[Data for analysis Boundary: Start]

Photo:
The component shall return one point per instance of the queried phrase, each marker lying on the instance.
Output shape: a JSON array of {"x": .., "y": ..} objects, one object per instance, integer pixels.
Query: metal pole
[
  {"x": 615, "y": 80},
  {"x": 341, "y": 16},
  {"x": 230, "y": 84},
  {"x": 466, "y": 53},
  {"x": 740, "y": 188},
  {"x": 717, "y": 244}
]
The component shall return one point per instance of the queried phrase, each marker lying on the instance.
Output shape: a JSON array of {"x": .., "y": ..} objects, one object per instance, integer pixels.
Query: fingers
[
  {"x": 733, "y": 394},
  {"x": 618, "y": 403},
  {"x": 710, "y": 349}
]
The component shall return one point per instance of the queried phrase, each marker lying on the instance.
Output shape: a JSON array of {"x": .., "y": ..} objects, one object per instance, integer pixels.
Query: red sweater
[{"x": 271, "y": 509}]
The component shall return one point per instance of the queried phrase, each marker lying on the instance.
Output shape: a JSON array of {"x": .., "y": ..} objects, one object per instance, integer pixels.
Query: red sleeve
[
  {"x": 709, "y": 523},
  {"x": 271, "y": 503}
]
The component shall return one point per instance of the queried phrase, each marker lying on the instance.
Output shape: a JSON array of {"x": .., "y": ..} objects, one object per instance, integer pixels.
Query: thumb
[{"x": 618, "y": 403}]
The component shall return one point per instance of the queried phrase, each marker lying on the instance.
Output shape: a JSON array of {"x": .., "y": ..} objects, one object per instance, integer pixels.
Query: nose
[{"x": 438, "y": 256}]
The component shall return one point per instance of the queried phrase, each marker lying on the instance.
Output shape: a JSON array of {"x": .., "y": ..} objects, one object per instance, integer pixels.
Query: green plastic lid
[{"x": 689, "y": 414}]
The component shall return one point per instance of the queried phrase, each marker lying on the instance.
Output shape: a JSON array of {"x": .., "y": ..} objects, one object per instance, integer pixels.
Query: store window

[Data for analysis Boundary: End]

Action item: A word-for-word copy of the material above is required.

Task solution:
Photo:
The component shall return one point per instance of the queried phrase, each marker lying on the instance.
Output shape: a JSON array of {"x": .., "y": ..} objects, one object per instance, integer pixels.
Query: metal pole
[
  {"x": 615, "y": 80},
  {"x": 341, "y": 16},
  {"x": 230, "y": 84},
  {"x": 466, "y": 53},
  {"x": 740, "y": 188},
  {"x": 717, "y": 244}
]
The component shall return one point per instance of the queried phrase, each marker lying on the instance.
Output shape: a JSON array of {"x": .., "y": ..} objects, one object per instance, integer pixels.
Query: fingers
[
  {"x": 733, "y": 394},
  {"x": 618, "y": 403},
  {"x": 710, "y": 349}
]
The component shall return one point per instance of the queried phrase, each marker lying on the instance.
Output shape: a JSON array of {"x": .., "y": ..} objects, one object per instance, integer pixels.
Query: red sweater
[{"x": 271, "y": 509}]
The component shall return one point per instance of the queried phrase, each marker lying on the instance.
Output shape: a JSON array of {"x": .., "y": ..} objects, one object per instance, integer pixels.
Query: red sleeve
[
  {"x": 709, "y": 523},
  {"x": 271, "y": 503}
]
The component shall return one point per instance of the queried phrase, each marker lying on the instance.
Output shape: a JSON array of {"x": .., "y": ..} objects, one object per instance, integer pixels.
Query: thumb
[{"x": 618, "y": 403}]
The component shall return one point per instance of the queried phrase, each marker lying on the instance.
Output shape: a JSON array of {"x": .., "y": ..} objects, one object per instance, integer pixels.
Query: nose
[{"x": 438, "y": 256}]
The component shall return one point per instance of the queried phrase, each marker lying on the instance.
Output shape: a JSON array of {"x": .., "y": ..} objects, one object per instance, integer pixels.
Query: green plastic lid
[{"x": 689, "y": 414}]
The component shall return one point per instance of the queried phrase, each marker lying on the instance.
Output shape: a JSON array of {"x": .., "y": ..} objects, one object per instance, integer pixels.
Query: store window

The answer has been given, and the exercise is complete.